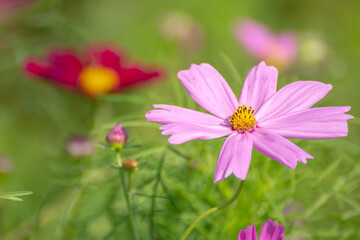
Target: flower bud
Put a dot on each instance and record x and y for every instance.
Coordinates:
(117, 137)
(130, 165)
(80, 146)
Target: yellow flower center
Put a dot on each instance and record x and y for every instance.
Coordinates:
(98, 80)
(243, 118)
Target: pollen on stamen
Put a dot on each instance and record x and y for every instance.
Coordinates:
(243, 118)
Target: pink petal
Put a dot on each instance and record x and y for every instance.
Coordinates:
(255, 37)
(315, 123)
(166, 114)
(66, 67)
(272, 231)
(248, 234)
(278, 148)
(209, 89)
(184, 132)
(288, 43)
(234, 157)
(260, 85)
(296, 96)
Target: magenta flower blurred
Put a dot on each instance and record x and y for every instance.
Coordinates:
(270, 231)
(279, 50)
(98, 70)
(261, 118)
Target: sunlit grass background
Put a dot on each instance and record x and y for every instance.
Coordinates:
(320, 200)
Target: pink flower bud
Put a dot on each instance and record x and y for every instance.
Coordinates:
(117, 137)
(130, 165)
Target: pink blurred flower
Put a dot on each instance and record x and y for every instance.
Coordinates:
(270, 231)
(279, 49)
(261, 118)
(117, 137)
(101, 70)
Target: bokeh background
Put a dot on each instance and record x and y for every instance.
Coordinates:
(320, 200)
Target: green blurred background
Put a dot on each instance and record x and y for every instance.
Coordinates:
(319, 200)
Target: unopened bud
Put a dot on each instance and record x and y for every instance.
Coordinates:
(117, 137)
(130, 165)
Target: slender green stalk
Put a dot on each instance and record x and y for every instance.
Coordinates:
(224, 205)
(60, 228)
(127, 197)
(153, 196)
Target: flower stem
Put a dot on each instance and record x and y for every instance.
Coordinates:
(213, 210)
(127, 197)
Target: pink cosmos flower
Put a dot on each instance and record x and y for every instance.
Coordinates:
(276, 49)
(270, 231)
(261, 118)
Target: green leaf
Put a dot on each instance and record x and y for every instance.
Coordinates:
(14, 195)
(124, 98)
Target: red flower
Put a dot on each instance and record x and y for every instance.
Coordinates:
(101, 70)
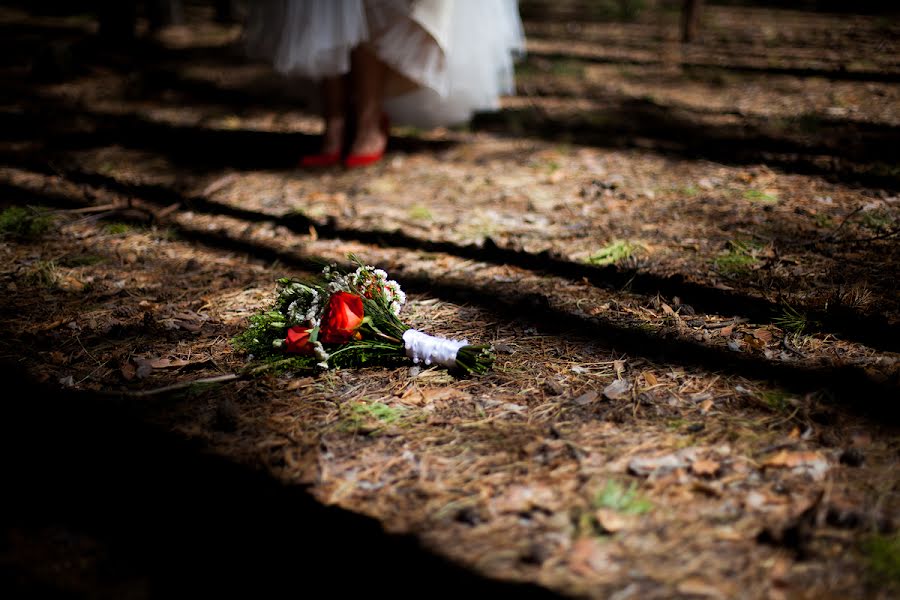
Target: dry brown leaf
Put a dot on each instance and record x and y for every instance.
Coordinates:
(790, 460)
(696, 586)
(812, 463)
(763, 335)
(612, 521)
(618, 390)
(586, 398)
(706, 468)
(588, 556)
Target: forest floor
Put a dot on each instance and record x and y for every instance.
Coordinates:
(685, 257)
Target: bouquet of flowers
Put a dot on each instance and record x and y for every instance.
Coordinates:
(348, 319)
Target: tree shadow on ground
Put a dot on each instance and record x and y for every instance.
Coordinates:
(844, 152)
(848, 387)
(165, 519)
(840, 149)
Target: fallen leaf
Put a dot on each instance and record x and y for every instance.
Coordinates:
(128, 371)
(524, 498)
(586, 398)
(612, 521)
(618, 390)
(811, 463)
(646, 465)
(706, 468)
(695, 586)
(588, 556)
(762, 335)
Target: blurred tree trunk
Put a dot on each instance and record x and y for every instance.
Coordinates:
(690, 19)
(117, 20)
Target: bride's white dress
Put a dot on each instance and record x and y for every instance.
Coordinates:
(448, 58)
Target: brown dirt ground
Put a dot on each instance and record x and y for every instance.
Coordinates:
(751, 334)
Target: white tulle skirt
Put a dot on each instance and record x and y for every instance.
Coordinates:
(447, 58)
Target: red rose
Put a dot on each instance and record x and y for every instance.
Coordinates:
(297, 341)
(342, 318)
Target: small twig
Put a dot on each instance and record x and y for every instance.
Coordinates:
(87, 209)
(723, 324)
(181, 385)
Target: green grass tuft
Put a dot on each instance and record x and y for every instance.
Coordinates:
(760, 196)
(738, 258)
(117, 228)
(882, 554)
(611, 254)
(363, 414)
(791, 320)
(419, 212)
(25, 222)
(617, 497)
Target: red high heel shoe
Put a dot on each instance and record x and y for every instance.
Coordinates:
(320, 161)
(363, 160)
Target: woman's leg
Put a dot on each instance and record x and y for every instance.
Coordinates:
(334, 107)
(367, 74)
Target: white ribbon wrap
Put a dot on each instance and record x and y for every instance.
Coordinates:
(421, 347)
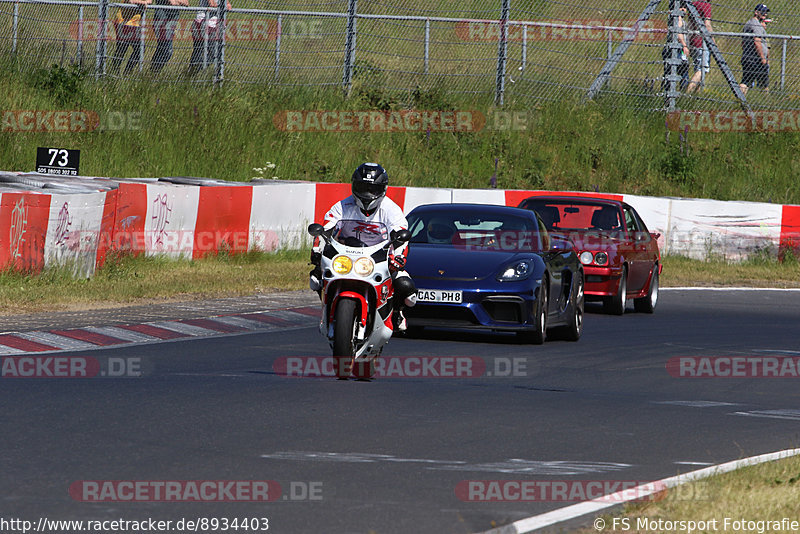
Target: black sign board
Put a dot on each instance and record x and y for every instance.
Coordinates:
(60, 161)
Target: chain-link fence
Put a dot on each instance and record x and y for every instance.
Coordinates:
(532, 50)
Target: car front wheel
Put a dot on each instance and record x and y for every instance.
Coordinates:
(615, 304)
(647, 304)
(538, 334)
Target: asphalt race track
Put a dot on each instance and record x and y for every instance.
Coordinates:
(386, 456)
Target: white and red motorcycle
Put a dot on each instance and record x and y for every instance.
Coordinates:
(357, 292)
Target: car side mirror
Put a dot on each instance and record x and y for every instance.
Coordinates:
(400, 236)
(315, 229)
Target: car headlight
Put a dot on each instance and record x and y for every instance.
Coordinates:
(516, 271)
(363, 266)
(342, 264)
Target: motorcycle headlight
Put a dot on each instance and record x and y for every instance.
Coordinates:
(516, 271)
(342, 264)
(363, 266)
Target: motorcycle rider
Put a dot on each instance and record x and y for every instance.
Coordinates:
(369, 204)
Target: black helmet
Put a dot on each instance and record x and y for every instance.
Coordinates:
(369, 186)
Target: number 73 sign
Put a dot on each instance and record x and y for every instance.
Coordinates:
(61, 161)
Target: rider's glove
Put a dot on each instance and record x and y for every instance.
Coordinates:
(397, 263)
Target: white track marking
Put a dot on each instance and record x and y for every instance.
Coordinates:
(697, 404)
(5, 350)
(54, 340)
(249, 324)
(792, 415)
(121, 333)
(184, 328)
(531, 524)
(788, 289)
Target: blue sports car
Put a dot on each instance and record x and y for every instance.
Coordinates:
(493, 267)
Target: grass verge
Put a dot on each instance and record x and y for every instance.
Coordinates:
(757, 494)
(126, 280)
(559, 145)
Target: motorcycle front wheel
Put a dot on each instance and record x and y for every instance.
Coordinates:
(344, 332)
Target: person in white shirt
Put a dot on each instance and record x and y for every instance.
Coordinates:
(369, 204)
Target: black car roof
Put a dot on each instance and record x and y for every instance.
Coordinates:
(581, 198)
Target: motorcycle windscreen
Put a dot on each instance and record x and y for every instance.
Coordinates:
(354, 233)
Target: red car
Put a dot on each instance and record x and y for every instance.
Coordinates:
(619, 254)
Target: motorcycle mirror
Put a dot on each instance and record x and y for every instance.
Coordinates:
(400, 236)
(315, 229)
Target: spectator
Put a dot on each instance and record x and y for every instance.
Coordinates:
(200, 29)
(666, 52)
(700, 55)
(755, 51)
(127, 26)
(165, 22)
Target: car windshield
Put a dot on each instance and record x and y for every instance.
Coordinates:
(564, 215)
(484, 231)
(354, 233)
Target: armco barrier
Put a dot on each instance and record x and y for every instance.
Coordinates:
(77, 222)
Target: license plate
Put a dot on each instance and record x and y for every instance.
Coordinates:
(439, 295)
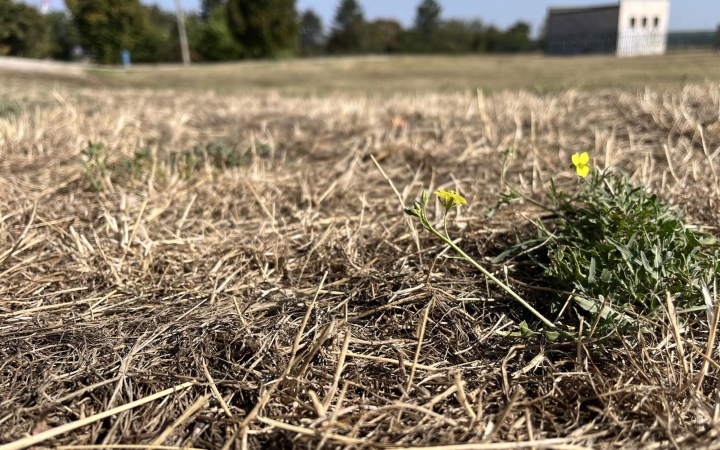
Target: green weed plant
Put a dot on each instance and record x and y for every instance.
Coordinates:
(612, 253)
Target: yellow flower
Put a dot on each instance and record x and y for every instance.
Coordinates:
(582, 164)
(450, 198)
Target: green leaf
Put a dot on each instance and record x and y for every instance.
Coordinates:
(591, 271)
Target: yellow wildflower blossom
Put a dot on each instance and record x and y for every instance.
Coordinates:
(450, 198)
(582, 164)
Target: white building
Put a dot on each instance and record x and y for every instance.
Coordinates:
(643, 27)
(630, 27)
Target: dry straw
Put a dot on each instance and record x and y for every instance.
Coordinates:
(251, 254)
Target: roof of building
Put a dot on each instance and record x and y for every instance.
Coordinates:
(581, 9)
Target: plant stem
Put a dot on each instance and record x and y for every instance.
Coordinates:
(492, 277)
(447, 235)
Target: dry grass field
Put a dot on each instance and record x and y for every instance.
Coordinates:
(198, 269)
(412, 74)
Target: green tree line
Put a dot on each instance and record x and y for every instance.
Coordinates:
(99, 30)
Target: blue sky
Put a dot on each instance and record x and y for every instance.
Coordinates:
(684, 14)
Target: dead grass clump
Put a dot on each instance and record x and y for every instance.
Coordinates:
(288, 302)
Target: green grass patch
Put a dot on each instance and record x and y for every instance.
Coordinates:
(615, 244)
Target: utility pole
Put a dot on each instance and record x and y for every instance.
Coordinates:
(183, 35)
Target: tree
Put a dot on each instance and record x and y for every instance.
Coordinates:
(310, 31)
(20, 29)
(348, 28)
(63, 36)
(107, 27)
(383, 36)
(214, 41)
(265, 28)
(207, 7)
(427, 17)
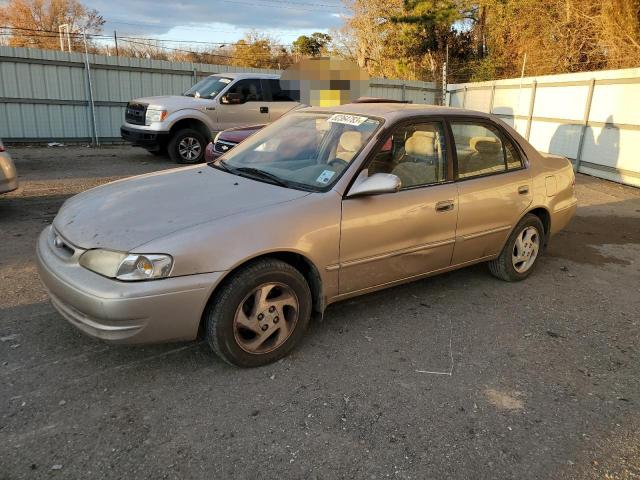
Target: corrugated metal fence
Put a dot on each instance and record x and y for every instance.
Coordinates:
(591, 117)
(44, 93)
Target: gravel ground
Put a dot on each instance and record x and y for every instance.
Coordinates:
(545, 380)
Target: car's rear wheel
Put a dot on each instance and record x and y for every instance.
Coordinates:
(187, 146)
(521, 252)
(259, 314)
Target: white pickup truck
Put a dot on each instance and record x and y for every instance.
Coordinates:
(182, 125)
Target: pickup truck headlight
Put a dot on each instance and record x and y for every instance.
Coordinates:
(125, 266)
(154, 115)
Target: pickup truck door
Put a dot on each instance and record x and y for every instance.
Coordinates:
(280, 101)
(252, 110)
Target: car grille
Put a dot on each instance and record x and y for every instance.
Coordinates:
(135, 113)
(223, 146)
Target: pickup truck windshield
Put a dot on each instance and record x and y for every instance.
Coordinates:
(208, 88)
(305, 150)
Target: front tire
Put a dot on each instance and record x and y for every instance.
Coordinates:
(521, 252)
(187, 146)
(259, 314)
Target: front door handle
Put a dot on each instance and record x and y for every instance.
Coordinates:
(444, 206)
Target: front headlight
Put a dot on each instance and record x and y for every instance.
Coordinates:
(154, 115)
(128, 267)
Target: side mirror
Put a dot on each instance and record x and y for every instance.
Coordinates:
(232, 99)
(375, 184)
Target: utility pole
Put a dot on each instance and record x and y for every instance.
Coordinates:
(444, 77)
(95, 141)
(66, 28)
(524, 64)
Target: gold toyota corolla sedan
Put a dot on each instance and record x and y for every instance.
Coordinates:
(322, 205)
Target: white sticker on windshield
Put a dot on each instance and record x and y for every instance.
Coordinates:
(325, 177)
(347, 119)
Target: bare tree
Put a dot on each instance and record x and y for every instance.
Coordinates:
(34, 23)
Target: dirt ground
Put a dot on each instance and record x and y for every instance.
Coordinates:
(545, 379)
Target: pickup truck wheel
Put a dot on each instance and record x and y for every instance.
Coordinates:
(187, 146)
(259, 314)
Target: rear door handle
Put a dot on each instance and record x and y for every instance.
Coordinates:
(444, 206)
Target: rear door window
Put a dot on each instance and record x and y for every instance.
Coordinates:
(278, 94)
(482, 150)
(249, 89)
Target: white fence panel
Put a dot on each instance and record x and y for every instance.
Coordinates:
(589, 117)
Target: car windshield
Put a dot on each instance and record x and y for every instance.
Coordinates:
(307, 150)
(208, 88)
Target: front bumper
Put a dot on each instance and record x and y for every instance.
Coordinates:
(150, 139)
(8, 184)
(123, 312)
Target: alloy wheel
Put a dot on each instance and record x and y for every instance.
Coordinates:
(525, 249)
(266, 318)
(189, 148)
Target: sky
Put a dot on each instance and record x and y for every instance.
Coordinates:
(218, 20)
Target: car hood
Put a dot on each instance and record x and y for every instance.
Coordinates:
(128, 213)
(173, 103)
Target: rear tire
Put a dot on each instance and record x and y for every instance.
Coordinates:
(187, 146)
(259, 314)
(161, 152)
(521, 252)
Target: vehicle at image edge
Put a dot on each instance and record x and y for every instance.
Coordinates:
(8, 174)
(322, 205)
(227, 139)
(182, 125)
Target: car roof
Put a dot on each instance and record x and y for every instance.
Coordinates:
(397, 111)
(240, 75)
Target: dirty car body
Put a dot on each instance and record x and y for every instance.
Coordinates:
(322, 205)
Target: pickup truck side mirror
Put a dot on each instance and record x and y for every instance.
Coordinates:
(232, 99)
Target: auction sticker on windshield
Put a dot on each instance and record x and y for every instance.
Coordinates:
(325, 176)
(346, 119)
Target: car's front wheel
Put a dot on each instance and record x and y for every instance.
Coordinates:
(259, 314)
(187, 146)
(520, 253)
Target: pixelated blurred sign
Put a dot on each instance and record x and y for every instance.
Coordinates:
(326, 82)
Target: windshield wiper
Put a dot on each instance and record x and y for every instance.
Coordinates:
(221, 165)
(257, 173)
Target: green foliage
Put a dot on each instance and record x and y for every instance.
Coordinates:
(311, 46)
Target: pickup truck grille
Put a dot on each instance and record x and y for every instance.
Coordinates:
(135, 113)
(223, 146)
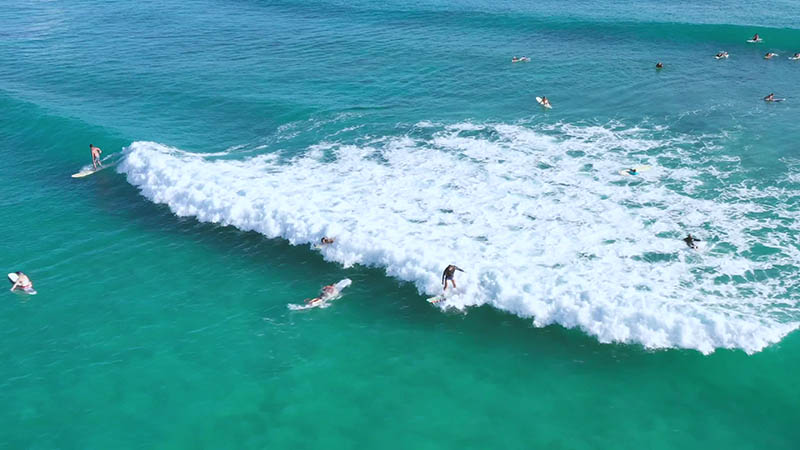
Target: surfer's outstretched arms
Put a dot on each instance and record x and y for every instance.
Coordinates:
(23, 282)
(449, 274)
(691, 241)
(95, 156)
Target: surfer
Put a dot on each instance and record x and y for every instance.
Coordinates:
(326, 293)
(23, 282)
(691, 241)
(95, 156)
(449, 274)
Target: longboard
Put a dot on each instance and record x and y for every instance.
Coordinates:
(539, 101)
(639, 169)
(323, 302)
(12, 277)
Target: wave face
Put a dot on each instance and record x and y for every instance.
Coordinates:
(539, 218)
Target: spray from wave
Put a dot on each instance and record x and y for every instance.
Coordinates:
(541, 221)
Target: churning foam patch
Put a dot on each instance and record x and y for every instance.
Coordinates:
(540, 220)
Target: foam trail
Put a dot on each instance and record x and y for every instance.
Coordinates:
(539, 219)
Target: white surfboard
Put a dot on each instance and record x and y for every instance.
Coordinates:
(639, 169)
(539, 101)
(13, 277)
(323, 301)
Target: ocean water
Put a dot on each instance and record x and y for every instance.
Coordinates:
(237, 134)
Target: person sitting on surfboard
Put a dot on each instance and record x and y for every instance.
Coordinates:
(23, 282)
(449, 274)
(691, 241)
(95, 156)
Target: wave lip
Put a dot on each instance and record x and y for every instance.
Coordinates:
(540, 220)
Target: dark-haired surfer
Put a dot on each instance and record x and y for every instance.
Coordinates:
(449, 274)
(691, 241)
(95, 156)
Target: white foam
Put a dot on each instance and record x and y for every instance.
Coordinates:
(540, 220)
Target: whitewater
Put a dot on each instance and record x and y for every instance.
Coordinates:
(537, 215)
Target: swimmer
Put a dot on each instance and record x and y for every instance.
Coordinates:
(449, 274)
(326, 293)
(691, 241)
(23, 282)
(95, 156)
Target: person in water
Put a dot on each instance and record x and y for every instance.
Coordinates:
(691, 241)
(23, 282)
(449, 275)
(95, 156)
(326, 293)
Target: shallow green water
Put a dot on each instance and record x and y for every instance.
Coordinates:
(161, 318)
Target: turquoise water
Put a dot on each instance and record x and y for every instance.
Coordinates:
(242, 132)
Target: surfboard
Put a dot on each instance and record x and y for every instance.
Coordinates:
(324, 301)
(539, 101)
(13, 277)
(639, 169)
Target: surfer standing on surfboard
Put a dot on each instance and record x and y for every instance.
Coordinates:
(449, 274)
(23, 282)
(95, 156)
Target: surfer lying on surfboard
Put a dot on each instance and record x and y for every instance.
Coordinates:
(691, 241)
(23, 282)
(95, 156)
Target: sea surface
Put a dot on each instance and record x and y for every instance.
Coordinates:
(236, 134)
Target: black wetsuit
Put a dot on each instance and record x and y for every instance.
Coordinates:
(449, 272)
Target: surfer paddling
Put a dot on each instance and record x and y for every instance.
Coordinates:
(23, 282)
(95, 156)
(449, 275)
(326, 293)
(691, 241)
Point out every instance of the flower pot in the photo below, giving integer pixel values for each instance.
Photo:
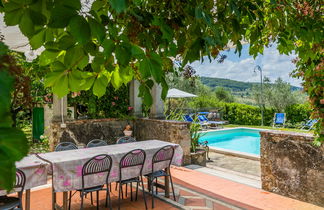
(198, 157)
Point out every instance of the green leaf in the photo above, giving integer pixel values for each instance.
(80, 29)
(123, 54)
(144, 68)
(13, 147)
(116, 79)
(60, 16)
(66, 42)
(146, 94)
(6, 84)
(100, 86)
(26, 25)
(118, 5)
(13, 18)
(37, 40)
(75, 80)
(156, 67)
(137, 52)
(73, 56)
(98, 31)
(109, 46)
(47, 57)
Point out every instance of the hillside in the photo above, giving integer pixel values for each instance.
(234, 86)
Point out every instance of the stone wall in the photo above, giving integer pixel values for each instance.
(165, 130)
(292, 166)
(83, 131)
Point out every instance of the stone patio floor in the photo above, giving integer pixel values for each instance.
(195, 191)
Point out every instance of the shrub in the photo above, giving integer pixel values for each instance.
(243, 114)
(297, 113)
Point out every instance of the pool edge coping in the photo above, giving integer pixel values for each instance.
(234, 153)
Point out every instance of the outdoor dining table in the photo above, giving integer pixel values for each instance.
(36, 171)
(67, 165)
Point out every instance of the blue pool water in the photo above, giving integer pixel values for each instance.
(241, 140)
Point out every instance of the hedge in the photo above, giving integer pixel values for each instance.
(242, 114)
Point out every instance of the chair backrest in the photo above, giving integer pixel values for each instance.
(97, 164)
(279, 118)
(65, 146)
(310, 123)
(125, 139)
(188, 118)
(133, 158)
(165, 154)
(201, 118)
(20, 180)
(96, 143)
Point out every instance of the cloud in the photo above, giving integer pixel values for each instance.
(272, 63)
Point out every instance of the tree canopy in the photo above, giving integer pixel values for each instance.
(114, 41)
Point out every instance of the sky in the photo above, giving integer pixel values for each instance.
(241, 68)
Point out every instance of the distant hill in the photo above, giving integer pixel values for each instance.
(235, 86)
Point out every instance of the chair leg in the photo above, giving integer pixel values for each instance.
(152, 191)
(20, 200)
(131, 185)
(136, 191)
(81, 194)
(143, 192)
(156, 190)
(108, 199)
(119, 192)
(70, 197)
(97, 196)
(172, 186)
(126, 185)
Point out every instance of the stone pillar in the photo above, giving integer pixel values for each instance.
(58, 107)
(134, 100)
(157, 108)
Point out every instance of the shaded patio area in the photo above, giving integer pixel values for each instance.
(194, 190)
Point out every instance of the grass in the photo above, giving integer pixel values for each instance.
(268, 127)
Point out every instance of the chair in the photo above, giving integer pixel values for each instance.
(279, 119)
(134, 158)
(63, 146)
(125, 139)
(204, 119)
(188, 118)
(162, 156)
(309, 124)
(97, 164)
(6, 202)
(96, 143)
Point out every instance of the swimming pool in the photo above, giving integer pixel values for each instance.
(240, 140)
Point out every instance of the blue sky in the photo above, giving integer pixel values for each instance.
(241, 68)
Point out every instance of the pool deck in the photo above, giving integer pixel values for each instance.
(194, 190)
(232, 152)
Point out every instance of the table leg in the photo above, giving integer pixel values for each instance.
(65, 200)
(27, 201)
(167, 184)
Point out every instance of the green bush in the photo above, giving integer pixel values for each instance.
(242, 114)
(114, 104)
(298, 113)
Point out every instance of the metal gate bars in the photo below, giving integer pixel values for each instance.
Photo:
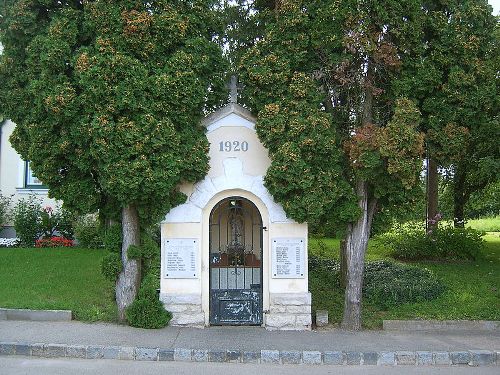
⁂
TASK STATEMENT
Exact repeats of the lines from the first one in the data through the line containing "Target: pink cosmos flower" make up the answer. Pictures do not.

SOLUTION TO THE EXERCISE
Target: flower bud
Put a dot on each instance and record x and y for every instance.
Coordinates:
(117, 137)
(130, 165)
(80, 146)
Target: yellow flower center
Put a dot on each instance and record x and y for every instance.
Coordinates:
(98, 80)
(243, 118)
Target: pollen on stamen
Put a dot on each instance and record x and y for every instance.
Coordinates:
(243, 118)
Target: pink petal
Put a dot on each instance and record x and y for every instance.
Coordinates:
(255, 37)
(315, 123)
(166, 114)
(66, 67)
(272, 231)
(248, 234)
(278, 148)
(209, 89)
(184, 132)
(288, 43)
(234, 157)
(260, 85)
(296, 96)
Target: magenta flower blurred
Put a dot on each instance and record x and y for every instance.
Coordinates:
(270, 231)
(279, 50)
(98, 70)
(261, 118)
Target: sunlit grass background
Put a dot on each instance and record x and y for every instance.
Coordinates:
(320, 200)
Target: pink flower bud
Put a dot on each instance and record x and y for every instance.
Coordinates:
(117, 137)
(130, 165)
Target: pink blurred flower
Put a dot on each instance and record x and y for every instance.
Coordinates:
(270, 231)
(279, 49)
(261, 118)
(117, 137)
(101, 70)
Target: bokeh background
Put a dot on each instance and record x and y for every instance.
Coordinates:
(320, 200)
Target: green blurred background
Put a dot on each instance and record x and y for every instance.
Coordinates:
(319, 200)
Target: unopened bud
Put a dot on each instance and record x and y for every instance.
Coordinates:
(117, 137)
(130, 165)
Target: slender green stalk
Put a dot on each instance and record x and y for every instance.
Coordinates:
(224, 205)
(60, 228)
(127, 197)
(153, 196)
Target: flower stem
Put a dot on each instance and record x and y for every instance.
Coordinates:
(213, 210)
(127, 197)
Target: pink cosmos flower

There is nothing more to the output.